- [TASK INPUTS]:
┄┄┄┄┄┄┄┄┄┄┄┄┄┄┄┄┄┄┄┄
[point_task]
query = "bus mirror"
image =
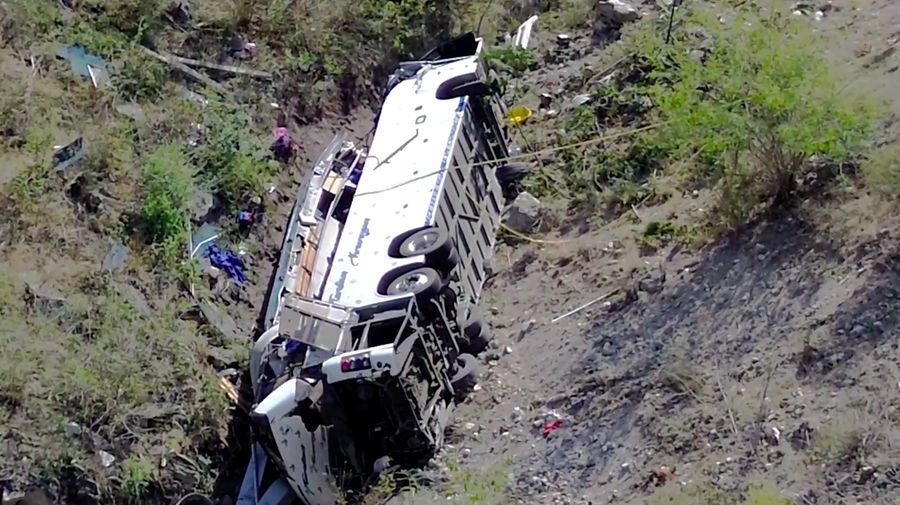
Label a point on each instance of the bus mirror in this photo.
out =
(303, 391)
(463, 85)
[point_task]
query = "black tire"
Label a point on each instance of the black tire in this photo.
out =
(429, 241)
(194, 499)
(474, 322)
(465, 377)
(416, 279)
(476, 345)
(466, 370)
(445, 265)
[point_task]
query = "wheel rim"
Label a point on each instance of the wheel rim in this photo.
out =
(422, 242)
(409, 283)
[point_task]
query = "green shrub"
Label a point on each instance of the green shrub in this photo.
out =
(231, 156)
(757, 105)
(167, 186)
(139, 78)
(517, 59)
(137, 476)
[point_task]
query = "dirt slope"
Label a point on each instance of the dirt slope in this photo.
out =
(769, 358)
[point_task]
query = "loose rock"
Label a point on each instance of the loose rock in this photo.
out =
(523, 214)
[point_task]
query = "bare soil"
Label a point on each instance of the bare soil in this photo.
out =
(770, 357)
(767, 358)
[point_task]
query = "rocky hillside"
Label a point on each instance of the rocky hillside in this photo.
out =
(695, 300)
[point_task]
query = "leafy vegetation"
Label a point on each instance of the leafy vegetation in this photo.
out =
(704, 494)
(468, 487)
(94, 373)
(747, 107)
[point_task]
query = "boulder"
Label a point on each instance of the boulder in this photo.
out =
(523, 213)
(612, 14)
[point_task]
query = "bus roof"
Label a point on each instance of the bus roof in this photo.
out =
(402, 181)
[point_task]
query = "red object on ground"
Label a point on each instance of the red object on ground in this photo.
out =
(551, 427)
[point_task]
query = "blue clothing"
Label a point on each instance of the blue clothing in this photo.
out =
(228, 261)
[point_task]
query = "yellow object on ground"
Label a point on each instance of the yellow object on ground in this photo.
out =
(518, 115)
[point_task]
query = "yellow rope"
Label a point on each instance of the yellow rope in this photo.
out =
(540, 152)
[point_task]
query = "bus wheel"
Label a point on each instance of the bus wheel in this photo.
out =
(465, 375)
(432, 242)
(423, 282)
(476, 331)
(446, 265)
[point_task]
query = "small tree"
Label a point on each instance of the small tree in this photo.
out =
(752, 104)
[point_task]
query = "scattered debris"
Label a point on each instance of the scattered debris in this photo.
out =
(582, 99)
(523, 213)
(660, 476)
(174, 63)
(518, 115)
(203, 236)
(115, 259)
(546, 100)
(283, 146)
(44, 298)
(228, 261)
(73, 429)
(220, 357)
(552, 421)
(85, 65)
(66, 156)
(106, 459)
(523, 34)
(223, 68)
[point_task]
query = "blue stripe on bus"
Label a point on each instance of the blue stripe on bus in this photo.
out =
(448, 149)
┄┄┄┄┄┄┄┄┄┄┄┄┄┄┄┄┄┄┄┄
- [WORK INSTRUCTIONS]:
Word for word, print every record, and leave out any picture.

- [YOUR RESPONSE]:
[point_task]
query = "bus mirror"
image =
Label a point on each instance of the bus mirror in this photo.
out =
(303, 391)
(463, 85)
[point_task]
query = "black tire"
Label a point on each instance of the black tire in this photo.
out =
(429, 241)
(194, 499)
(474, 322)
(465, 377)
(416, 279)
(476, 345)
(466, 370)
(445, 265)
[point_task]
query = "wheel rim"
Label a point on each instance of the wheel rim in this photo.
out =
(422, 242)
(409, 283)
[point_task]
query = "green shrub"
Label a point on each instance of the green shrub in this photo.
out =
(231, 156)
(757, 105)
(167, 186)
(139, 78)
(517, 59)
(137, 476)
[point_task]
query = "dirt slope"
Label a point on each instance of the dirt slope in this photo.
out =
(769, 358)
[point_task]
query = "loose rock"
Label a point on each instance of the loose rock in this photo.
out =
(523, 214)
[point_task]
query = "bare soil"
Label a point on each instance of the bare soil in this photo.
out =
(770, 357)
(767, 358)
[point_task]
query = "rocky hillside"
Label a point on each instance of the rocky hillside in this photo.
out =
(695, 300)
[point_task]
query = "leafy vegetation"
Label a point on each instance of the leafy vegetation in this photo.
out =
(704, 494)
(468, 487)
(94, 373)
(747, 107)
[point_task]
query = "boulder"
Label a point on each instance of the boulder in this photo.
out =
(523, 213)
(612, 14)
[point_task]
query = "bus roof"
Label a point on each instance of the bus roof in this photo.
out =
(402, 181)
[point_task]
query = "red object on ground"
Label a point on each instance of the red object on ground in this photo.
out =
(551, 427)
[point_task]
query = "blue clothing"
Label a point on each instance of the blue clothing in this photo.
out =
(228, 261)
[point_task]
query = "yellow object on ground"
Label a point on each instance of the yellow object on ground in this photo.
out =
(518, 115)
[point_task]
query = "yellow rope"
Label a point on each instance of the yellow rope in this photo.
out =
(540, 152)
[point_task]
query = "bus wheel"
Label a point on each instance of the bus wheel in this photo.
out =
(465, 375)
(432, 242)
(423, 282)
(476, 331)
(446, 265)
[point_task]
query = "small tree"
Label a point on each instance of the small tree in this photo.
out =
(752, 104)
[point_task]
query = "scattered debris"
Label a point on each instance of the scattered debris in this photo.
out =
(582, 99)
(523, 213)
(660, 476)
(174, 63)
(518, 115)
(203, 236)
(115, 259)
(546, 100)
(283, 146)
(44, 298)
(228, 261)
(73, 429)
(220, 357)
(552, 421)
(85, 65)
(66, 156)
(106, 459)
(523, 34)
(223, 68)
[point_task]
query = "blue stripe on bus"
Label a point on each instance of the blue stripe on bus in this photo.
out =
(448, 149)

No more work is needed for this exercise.